- TEXT UNDER STUDY
New Surgical Checklist May Reduce San Diego Medical Deaths and Complications

San Diego patients may benefit from new safety checklists.

The World Health Organization estimates that approximately 500,000 surgical deaths and complications occur worldwide every year due to inexcusable medical malpractice. Too many times patients have signed incorrect surgical consent forms allowing medical staff to incorrectly label them for a planned procedure. Nurses have documented patient safety measures that never actually occurred. Doctors have injected medications that were not labeled on the surgical field. The list goes on.

In order to address this issue, the World Health Organization, along with the Harvard School of Public Health, has launched its first “Safe Surgery Saves Lives” campaign. The study is based on the theory that a one-page surgery checklist developed by several world surgical experts will greatly reduce errors and omissions in the Operating Room.

The study, conducted with the participation of 3,955 patients in eight different cities, demonstrated that this low-cost and low-tech tool significantly reduced surgical mortality and morbidity rates.

The annual savings from the prevention of major complications in the Operating Room can be anywhere from $15 billion to $25 billion. Encouraged by this thought, the Institute for Healthcare Improvements and the World Health Organization have initiated the “Sprint” challenge: to have every hospital in the country utilize the surgical safety list with at least one surgical team by April 1, 2009.

(Point-per-instance localization data)
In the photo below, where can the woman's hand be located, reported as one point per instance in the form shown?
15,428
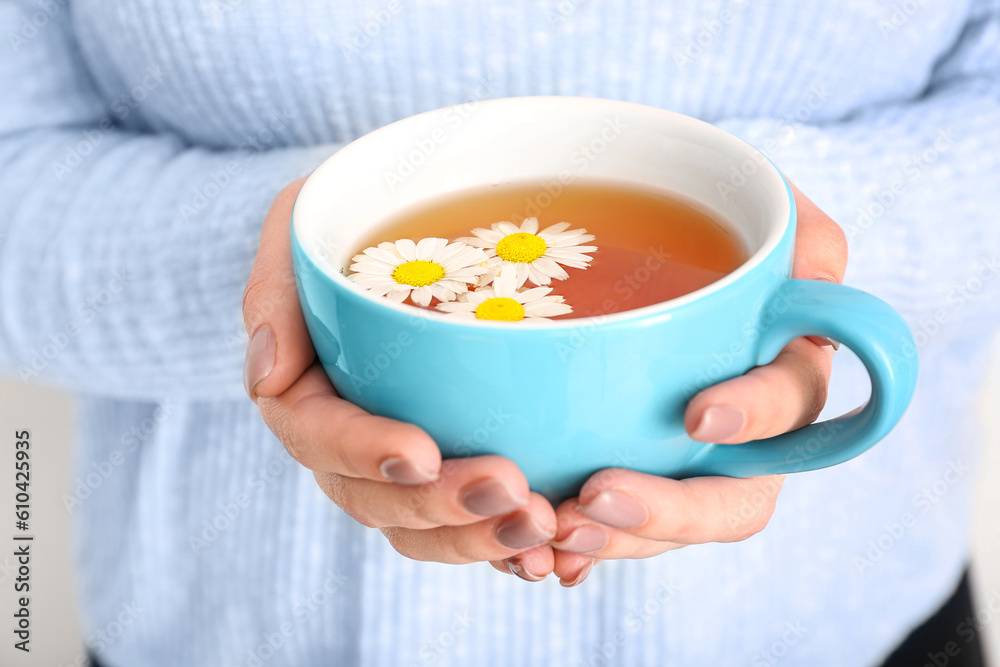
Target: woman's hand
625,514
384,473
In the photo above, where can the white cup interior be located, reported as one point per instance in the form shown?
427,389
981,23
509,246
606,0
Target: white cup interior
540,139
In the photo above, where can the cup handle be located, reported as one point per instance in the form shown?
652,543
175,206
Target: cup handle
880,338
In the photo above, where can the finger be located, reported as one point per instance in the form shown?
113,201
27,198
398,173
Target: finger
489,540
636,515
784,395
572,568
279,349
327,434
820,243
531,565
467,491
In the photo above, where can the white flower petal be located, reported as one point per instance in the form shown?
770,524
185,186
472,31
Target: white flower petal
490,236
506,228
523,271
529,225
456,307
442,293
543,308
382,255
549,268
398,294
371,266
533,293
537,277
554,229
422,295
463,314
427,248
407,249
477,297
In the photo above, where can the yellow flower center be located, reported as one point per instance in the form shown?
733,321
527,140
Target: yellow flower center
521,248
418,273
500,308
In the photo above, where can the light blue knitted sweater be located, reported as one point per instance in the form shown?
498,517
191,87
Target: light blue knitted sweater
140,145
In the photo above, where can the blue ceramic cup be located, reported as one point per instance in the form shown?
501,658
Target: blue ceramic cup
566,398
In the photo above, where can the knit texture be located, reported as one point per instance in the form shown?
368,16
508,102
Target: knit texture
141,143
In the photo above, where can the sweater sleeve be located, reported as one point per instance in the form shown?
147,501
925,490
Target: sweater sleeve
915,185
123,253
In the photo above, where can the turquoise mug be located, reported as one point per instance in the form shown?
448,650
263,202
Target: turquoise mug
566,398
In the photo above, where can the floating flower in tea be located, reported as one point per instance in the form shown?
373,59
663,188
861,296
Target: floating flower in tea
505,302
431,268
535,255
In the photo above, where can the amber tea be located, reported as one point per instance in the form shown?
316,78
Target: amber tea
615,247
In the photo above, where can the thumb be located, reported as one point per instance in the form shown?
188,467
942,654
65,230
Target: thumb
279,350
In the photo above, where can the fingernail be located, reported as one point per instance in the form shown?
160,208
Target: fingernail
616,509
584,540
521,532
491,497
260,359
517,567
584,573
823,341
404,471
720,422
* * *
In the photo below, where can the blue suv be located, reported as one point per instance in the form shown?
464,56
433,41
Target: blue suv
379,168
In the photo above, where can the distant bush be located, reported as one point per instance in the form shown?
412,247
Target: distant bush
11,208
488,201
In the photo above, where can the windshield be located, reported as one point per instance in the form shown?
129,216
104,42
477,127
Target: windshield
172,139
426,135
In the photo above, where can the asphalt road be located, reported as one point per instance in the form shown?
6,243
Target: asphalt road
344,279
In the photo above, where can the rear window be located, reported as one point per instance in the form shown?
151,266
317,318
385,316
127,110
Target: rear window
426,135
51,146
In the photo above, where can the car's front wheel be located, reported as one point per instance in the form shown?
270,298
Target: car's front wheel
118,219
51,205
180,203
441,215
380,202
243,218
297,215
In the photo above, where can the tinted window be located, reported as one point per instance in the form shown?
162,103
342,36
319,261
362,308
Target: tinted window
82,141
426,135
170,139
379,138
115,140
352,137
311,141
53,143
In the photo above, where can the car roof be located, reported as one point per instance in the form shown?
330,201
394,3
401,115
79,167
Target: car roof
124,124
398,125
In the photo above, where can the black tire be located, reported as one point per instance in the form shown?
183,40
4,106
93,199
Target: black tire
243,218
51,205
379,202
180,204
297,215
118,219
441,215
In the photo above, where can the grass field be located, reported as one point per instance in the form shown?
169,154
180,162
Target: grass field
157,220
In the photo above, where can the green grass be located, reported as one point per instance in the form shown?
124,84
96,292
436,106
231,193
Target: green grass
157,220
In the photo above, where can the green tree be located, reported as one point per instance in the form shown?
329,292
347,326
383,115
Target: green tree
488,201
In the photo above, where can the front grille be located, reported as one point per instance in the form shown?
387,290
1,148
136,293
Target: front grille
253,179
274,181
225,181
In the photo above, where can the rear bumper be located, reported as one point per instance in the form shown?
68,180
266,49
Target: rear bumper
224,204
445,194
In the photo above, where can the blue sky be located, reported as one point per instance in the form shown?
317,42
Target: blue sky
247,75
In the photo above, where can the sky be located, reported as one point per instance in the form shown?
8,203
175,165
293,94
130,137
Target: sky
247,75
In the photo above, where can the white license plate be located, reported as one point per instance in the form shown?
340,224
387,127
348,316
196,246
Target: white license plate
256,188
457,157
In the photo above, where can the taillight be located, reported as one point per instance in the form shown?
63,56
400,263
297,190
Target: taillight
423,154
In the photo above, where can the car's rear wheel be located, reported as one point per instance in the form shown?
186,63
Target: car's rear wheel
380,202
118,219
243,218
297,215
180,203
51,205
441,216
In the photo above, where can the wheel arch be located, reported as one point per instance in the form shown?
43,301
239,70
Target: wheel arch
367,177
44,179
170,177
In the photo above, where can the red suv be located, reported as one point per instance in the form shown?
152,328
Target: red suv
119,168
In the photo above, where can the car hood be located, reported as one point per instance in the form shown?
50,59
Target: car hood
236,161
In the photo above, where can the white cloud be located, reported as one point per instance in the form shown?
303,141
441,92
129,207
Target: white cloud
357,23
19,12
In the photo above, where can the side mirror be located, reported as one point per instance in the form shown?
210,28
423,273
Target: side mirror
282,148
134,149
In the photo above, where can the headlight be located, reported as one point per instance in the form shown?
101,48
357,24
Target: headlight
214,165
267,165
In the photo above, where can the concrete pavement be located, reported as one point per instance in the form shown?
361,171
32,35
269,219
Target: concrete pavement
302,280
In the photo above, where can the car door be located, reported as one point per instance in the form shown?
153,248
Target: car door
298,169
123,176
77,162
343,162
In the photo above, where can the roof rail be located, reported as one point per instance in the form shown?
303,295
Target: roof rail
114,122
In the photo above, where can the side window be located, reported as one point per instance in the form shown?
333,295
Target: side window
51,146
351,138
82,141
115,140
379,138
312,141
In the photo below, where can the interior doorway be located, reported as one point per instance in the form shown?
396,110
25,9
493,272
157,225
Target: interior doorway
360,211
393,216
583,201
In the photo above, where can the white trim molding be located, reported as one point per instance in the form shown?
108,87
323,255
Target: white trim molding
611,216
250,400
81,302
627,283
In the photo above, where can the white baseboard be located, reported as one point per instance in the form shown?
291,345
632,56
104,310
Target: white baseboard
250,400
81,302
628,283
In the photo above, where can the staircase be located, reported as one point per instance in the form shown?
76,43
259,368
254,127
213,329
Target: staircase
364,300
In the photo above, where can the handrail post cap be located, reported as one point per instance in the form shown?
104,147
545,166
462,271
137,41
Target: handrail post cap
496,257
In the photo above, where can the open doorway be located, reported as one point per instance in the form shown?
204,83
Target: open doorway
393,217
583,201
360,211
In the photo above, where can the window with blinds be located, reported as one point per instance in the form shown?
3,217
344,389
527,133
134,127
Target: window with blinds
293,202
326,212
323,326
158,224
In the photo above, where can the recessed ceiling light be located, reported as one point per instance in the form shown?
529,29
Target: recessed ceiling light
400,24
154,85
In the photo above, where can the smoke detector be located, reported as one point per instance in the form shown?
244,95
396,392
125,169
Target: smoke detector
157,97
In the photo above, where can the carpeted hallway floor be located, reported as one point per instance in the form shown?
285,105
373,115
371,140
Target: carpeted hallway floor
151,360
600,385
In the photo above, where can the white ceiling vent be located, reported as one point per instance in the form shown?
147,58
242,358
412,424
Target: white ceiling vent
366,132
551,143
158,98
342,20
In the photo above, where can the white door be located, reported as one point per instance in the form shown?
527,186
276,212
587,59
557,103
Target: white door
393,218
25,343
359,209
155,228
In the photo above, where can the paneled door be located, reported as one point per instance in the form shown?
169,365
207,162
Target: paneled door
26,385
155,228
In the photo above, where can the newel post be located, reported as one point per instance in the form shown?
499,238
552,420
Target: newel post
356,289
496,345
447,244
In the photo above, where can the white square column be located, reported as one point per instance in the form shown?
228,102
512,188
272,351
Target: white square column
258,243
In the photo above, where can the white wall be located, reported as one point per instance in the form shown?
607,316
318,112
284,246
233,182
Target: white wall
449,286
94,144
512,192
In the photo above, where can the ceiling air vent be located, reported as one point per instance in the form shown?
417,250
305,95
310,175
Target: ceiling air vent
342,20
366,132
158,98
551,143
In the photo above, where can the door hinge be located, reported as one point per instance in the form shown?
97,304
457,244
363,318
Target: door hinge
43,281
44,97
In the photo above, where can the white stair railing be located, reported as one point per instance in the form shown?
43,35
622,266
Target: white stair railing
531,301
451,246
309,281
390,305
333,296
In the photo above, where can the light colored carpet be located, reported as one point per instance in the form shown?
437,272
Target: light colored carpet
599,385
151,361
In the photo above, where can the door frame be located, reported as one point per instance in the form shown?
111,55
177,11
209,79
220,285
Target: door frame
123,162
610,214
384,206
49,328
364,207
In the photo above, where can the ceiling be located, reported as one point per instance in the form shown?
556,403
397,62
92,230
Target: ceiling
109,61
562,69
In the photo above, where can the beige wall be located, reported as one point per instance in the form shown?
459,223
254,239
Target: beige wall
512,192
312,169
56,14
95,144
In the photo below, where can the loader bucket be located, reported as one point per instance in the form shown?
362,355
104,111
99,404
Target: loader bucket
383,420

- EXERCISES
1) List every organization named in the surgical checklist article.
2) According to the surgical checklist article, how many patients took part in the study, and in how many cities?

- EXERCISE RESULTS
1)
World Health Organization
Harvard School of Public Health
Institute for Healthcare Improvements

2) 3,955 patients in eight different cities.